• [Set tasks]
1/ In the comment thread about the first-paragraph contest, list each name that appears directly before "said...".
2/ Extend the comment thread about the first-paragraph contest, picking up right after its final line.

>> start Source document

I'm amused by the paragraphs that start with such flair, such detail and atmosphere that you think, wow, this is beautiful. Then you get to the end and you still don't know who the main character is (man, woman, boy, girl, dog?), what the setting is, or what in the bloody hell is happening.

I used to write "beautiful" like that. One day I realized it made no sense. Then I stopped. If only I had Nathan's First Paragraph contest back then, I'd have saved myself a world of hurt. Yay for progress! And THAT is what is great about this contest. Forget winning or losing, you get to pay attention and LEARN something!

Mira said...

You know, I haven't even posted mine yet, but I do wish people wouldn't post critiques here.

There is a contest going on.

I would wish people would save the critiques for after the judging.

anotheranon said...

Mira -- (was your comment directed at me? i don't know) But my opinion was just an overall observation, not a critique of any one entry. You have to admit that the big bonus of reading lots of first paragraphs is that you are able to break some of them down into what you do or don't like. Then, you can use that as a barometer to retool your own paragraph or way of writing. Of course people should enter whatever type of first paragraph they want. I look forward to your entry.

Brad said...

I just want to say how much i have enjoyed reading everyone's stories.

I never thought that people could be so varied and so brilliant.

Passionate too! Makes me want to be a writer.
Agent blogs don't usually do that to me.

>> end Source document
>> start Records shown

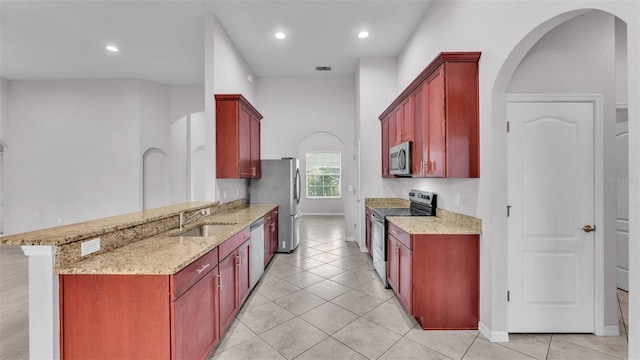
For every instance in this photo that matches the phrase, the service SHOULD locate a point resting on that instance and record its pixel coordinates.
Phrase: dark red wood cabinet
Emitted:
(439, 113)
(141, 316)
(180, 316)
(387, 139)
(270, 235)
(436, 277)
(368, 231)
(234, 281)
(237, 138)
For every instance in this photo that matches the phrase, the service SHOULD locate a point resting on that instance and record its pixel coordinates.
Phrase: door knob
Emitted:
(588, 228)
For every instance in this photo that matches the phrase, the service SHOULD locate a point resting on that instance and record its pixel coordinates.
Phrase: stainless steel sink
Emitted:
(207, 230)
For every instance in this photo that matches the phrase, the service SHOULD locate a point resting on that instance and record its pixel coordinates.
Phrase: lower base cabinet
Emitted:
(180, 316)
(270, 235)
(195, 328)
(436, 277)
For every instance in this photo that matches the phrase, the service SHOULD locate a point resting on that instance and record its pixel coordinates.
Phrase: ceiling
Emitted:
(163, 41)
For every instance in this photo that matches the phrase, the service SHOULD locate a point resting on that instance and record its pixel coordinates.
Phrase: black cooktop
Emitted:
(393, 211)
(422, 204)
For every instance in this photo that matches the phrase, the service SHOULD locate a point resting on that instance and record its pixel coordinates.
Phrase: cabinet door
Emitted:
(114, 317)
(276, 232)
(243, 272)
(386, 136)
(397, 126)
(436, 124)
(407, 120)
(420, 133)
(267, 242)
(255, 148)
(392, 263)
(367, 237)
(244, 143)
(228, 295)
(405, 277)
(194, 319)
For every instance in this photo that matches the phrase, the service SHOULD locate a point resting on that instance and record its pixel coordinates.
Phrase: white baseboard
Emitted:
(493, 336)
(609, 330)
(323, 214)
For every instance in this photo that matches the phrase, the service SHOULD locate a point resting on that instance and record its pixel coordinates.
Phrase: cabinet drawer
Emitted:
(232, 243)
(271, 215)
(402, 236)
(188, 276)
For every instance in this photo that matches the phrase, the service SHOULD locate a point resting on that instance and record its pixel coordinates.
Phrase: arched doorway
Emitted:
(547, 33)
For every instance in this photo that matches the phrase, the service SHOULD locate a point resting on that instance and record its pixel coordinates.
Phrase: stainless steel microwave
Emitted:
(400, 159)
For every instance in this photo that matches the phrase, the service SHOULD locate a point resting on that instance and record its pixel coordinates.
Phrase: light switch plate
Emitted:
(90, 246)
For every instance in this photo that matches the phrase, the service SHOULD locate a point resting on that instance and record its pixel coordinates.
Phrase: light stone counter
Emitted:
(386, 202)
(167, 253)
(66, 234)
(444, 223)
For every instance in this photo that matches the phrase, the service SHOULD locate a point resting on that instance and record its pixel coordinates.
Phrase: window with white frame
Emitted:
(323, 174)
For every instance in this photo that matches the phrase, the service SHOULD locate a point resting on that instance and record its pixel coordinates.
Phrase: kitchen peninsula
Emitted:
(141, 243)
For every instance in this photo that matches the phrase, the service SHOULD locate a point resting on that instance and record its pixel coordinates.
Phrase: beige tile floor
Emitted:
(324, 301)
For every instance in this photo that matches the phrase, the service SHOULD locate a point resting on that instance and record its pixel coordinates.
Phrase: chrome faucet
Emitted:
(184, 221)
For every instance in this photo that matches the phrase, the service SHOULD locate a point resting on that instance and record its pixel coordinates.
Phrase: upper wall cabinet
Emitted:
(237, 138)
(438, 113)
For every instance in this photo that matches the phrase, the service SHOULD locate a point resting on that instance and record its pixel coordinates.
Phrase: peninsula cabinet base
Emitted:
(446, 292)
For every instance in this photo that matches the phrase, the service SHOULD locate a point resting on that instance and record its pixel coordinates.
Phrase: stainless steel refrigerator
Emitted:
(280, 184)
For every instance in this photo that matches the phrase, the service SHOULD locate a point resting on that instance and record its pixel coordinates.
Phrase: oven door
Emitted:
(379, 254)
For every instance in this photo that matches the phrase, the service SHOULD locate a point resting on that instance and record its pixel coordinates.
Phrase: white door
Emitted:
(622, 221)
(551, 262)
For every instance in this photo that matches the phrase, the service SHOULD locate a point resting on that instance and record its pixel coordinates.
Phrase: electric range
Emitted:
(422, 203)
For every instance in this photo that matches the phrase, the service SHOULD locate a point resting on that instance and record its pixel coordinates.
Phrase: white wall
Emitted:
(294, 108)
(504, 31)
(4, 107)
(154, 134)
(73, 152)
(185, 100)
(226, 72)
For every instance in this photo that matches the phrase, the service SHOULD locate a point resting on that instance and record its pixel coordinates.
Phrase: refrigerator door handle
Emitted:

>> end Records shown

• [Answers for the exercise]
1/ Mira, anotheranon, Brad

2/
Susan Quinn said...

Nathan,

I do hope when you post your finalists (and of course the winner) that you will give some insight as to what your thinking was when you read them. I agree with several of the comments below about the difference between drawing in agents, and attracting readers.

Because I like classifying things, I've seen three types of opening paragraphs (not in the entries, but in the books that I like to read):

1) The Slow open - where we are setting mood, world building or otherwise placing the reader in the context of the story, but no overt mention of the real plot.
2) The BAM! open - where we're thrown into the plot conflict immediately - dead body on the floor, turmoil raging all around, etc.
3) The Existential open - where we are told, often in the protaganists voice, the essential theme of the story, or perhaps the conflict. My favorite one of these comes from Haddix's Shadow Children series: "Sometimes he whispered his real name in the dark, in the middle of the night."

Last year's winner, the delightful Ms. Whipple and Relax, I'm a Ninja , seems like an Existential open.

So, I'm wondering if agents (or let's just say YOU) have a preference for (or against) a type of open?

Brad said...

I know everyone says that reading the slush pile is sooo crazy bad.

But i secretly really would love to be a slush pile reader.

Love it
Love it
Love it

like in a Indiana Jones kinda way.

Mira said...
This comment has been removed by the author.
Paul Neuhardt said...

Nathan,

I know the odds are against me for a win, and for two good reasons which both earn you my thanks.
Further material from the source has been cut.